Lay out the lines below as a Markdown table with the columns "Row" and "Line", numbering each row and leaving out blank lines.

MATERIAL:
▽
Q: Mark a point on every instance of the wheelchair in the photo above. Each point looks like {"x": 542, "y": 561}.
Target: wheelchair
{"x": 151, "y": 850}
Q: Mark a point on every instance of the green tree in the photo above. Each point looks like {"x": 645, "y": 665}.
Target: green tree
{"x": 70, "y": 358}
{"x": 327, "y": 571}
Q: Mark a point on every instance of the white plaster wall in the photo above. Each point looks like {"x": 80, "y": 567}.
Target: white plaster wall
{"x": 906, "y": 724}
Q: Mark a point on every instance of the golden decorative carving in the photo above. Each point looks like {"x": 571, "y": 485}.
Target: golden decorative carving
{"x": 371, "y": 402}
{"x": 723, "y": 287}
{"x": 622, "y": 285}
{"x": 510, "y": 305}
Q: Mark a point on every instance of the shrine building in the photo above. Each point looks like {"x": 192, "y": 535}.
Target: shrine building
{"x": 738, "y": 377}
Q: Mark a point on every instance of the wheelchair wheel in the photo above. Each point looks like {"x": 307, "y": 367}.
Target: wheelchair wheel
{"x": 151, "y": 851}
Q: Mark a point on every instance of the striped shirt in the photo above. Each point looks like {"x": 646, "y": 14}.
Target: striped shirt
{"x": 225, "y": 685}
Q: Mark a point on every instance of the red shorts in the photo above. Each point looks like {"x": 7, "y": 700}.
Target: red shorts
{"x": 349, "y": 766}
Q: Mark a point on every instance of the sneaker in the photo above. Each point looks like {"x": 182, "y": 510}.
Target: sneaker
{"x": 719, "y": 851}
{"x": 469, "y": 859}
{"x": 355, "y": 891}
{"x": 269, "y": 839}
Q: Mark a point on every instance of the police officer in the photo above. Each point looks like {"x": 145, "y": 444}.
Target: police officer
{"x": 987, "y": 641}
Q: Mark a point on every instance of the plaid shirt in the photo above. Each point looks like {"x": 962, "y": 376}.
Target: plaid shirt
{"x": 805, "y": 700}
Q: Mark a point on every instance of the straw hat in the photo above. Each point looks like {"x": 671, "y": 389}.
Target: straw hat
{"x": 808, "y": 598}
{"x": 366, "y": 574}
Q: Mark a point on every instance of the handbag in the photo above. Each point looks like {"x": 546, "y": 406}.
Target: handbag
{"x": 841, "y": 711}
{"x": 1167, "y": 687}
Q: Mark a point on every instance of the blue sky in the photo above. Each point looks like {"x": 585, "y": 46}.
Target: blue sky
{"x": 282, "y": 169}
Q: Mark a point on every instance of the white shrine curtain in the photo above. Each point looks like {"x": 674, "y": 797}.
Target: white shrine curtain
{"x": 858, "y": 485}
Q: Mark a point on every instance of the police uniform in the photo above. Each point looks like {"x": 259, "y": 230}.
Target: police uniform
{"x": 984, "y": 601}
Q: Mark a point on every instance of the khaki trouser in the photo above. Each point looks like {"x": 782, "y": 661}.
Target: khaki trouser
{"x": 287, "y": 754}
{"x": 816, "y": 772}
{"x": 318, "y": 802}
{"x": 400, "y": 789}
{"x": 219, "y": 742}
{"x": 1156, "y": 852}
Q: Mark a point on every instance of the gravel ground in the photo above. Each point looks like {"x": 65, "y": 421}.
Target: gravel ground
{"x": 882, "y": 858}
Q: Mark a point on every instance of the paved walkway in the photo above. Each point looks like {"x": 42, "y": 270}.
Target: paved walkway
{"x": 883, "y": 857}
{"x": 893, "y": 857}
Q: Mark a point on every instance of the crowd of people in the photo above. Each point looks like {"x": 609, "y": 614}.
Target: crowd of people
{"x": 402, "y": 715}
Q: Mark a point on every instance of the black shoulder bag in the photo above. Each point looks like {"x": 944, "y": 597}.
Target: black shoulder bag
△
ANSWER FOR THE TASK:
| Row | Line |
|---|---|
| 1 | Q: Mark a point on every instance of the wheelchair in the photo above. Each point looks like {"x": 542, "y": 561}. |
| 2 | Target: wheelchair |
| 3 | {"x": 151, "y": 850} |
| 4 | Q: Mark a point on every instance of the green tree in the photo above. Each point looks like {"x": 645, "y": 665}. |
| 5 | Target: green tree |
| 6 | {"x": 70, "y": 358} |
| 7 | {"x": 327, "y": 571} |
| 8 | Q: Mark a point on every instance of the white plaster wall in the photo above. Each point looks like {"x": 80, "y": 567}. |
| 9 | Target: white plaster wall |
| 10 | {"x": 906, "y": 724} |
| 11 | Q: Mark a point on every instance of the golden decorative carving in the photo above. Each point looks like {"x": 571, "y": 485}. |
| 12 | Target: golden decorative carving |
| 13 | {"x": 371, "y": 402} |
| 14 | {"x": 723, "y": 287} |
| 15 | {"x": 622, "y": 285} |
| 16 | {"x": 510, "y": 305} |
| 17 | Q: Mark a point on every instance of the shrine building in the photo above. Each point looks like {"x": 192, "y": 535}. |
| 18 | Target: shrine building |
| 19 | {"x": 738, "y": 377} |
| 20 | Q: Mark a point on every instance of the wheelchair wheel in the photo above. Each point looks like {"x": 307, "y": 367}. |
| 21 | Target: wheelchair wheel |
| 22 | {"x": 151, "y": 851} |
| 23 | Q: Mark a point on every instance of the striped shirt in the photo above. Each point looks like {"x": 646, "y": 14}. |
| 24 | Target: striped shirt |
| 25 | {"x": 225, "y": 685} |
| 26 | Q: Mark a point on every instance of the red shorts in the photo above. Each point looks like {"x": 7, "y": 700}. |
| 27 | Target: red shorts |
| 28 | {"x": 349, "y": 766} |
| 29 | Q: Mark a point on every instance of the sneaker in the photo above. Each point looks like {"x": 182, "y": 510}. |
| 30 | Target: sneaker |
| 31 | {"x": 719, "y": 851} |
| 32 | {"x": 469, "y": 859} |
| 33 | {"x": 355, "y": 891} |
| 34 | {"x": 269, "y": 839} |
| 35 | Q: Mark a point on every instance of the police officer in the photo above. Each point looks like {"x": 145, "y": 444}. |
| 36 | Target: police officer |
| 37 | {"x": 987, "y": 641} |
| 38 | Q: Mark a point on every instance of the plaid shirt in the photo above. Each point looks like {"x": 962, "y": 376}. |
| 39 | Target: plaid shirt |
| 40 | {"x": 805, "y": 700} |
| 41 | Q: Mark a point on every instance of the straw hat in the photo above. Each point looks like {"x": 671, "y": 389}. |
| 42 | Target: straw hat |
| 43 | {"x": 808, "y": 598} |
| 44 | {"x": 366, "y": 574} |
| 45 | Q: Mark a point on every instance of the handbag in the photo above. Each point looks like {"x": 546, "y": 406}. |
| 46 | Target: handbag |
| 47 | {"x": 841, "y": 711} |
| 48 | {"x": 1167, "y": 687} |
| 49 | Q: Mark a point on every instance of the blue sky in the photo above. Each point looks like {"x": 585, "y": 46}. |
| 50 | Target: blue sky |
| 51 | {"x": 282, "y": 169} |
| 52 | Q: Mark a point on every instance of the white shrine curtain in the photo above. Each point looks like {"x": 674, "y": 797}. |
| 53 | Target: white shrine curtain |
| 54 | {"x": 858, "y": 485} |
| 55 | Q: Mark a point on every instance of the police uniform in the photo above. Each point looks like {"x": 259, "y": 230}. |
| 56 | Target: police uniform |
| 57 | {"x": 984, "y": 601} |
| 58 | Q: Mark a point on every instance of the khaki trouser in the photo above. Each point looks like {"x": 782, "y": 661}. |
| 59 | Target: khaki trouser |
| 60 | {"x": 287, "y": 754} |
| 61 | {"x": 816, "y": 772} |
| 62 | {"x": 318, "y": 802} |
| 63 | {"x": 400, "y": 789} |
| 64 | {"x": 219, "y": 742} |
| 65 | {"x": 1156, "y": 852} |
| 66 | Q: Mark a point on every instance of the gravel ground in the photo above. Each point looks like {"x": 65, "y": 421}. |
| 67 | Target: gravel ground |
| 68 | {"x": 882, "y": 858} |
| 69 | Q: Mark a point on every instance of the paved walkway in the photo above. Each point looks like {"x": 42, "y": 270}. |
| 70 | Target: paved walkway |
| 71 | {"x": 883, "y": 857} |
| 72 | {"x": 893, "y": 857} |
| 73 | Q: Mark a point on every instance of the crowd of people in the photo above. Each point looks like {"x": 609, "y": 614}. |
| 74 | Target: crowd of people |
| 75 | {"x": 402, "y": 715} |
| 76 | Q: Mark a point on every instance of the black shoulder bag in the photo above. Each point looks like {"x": 944, "y": 597}. |
| 77 | Target: black shoulder bag |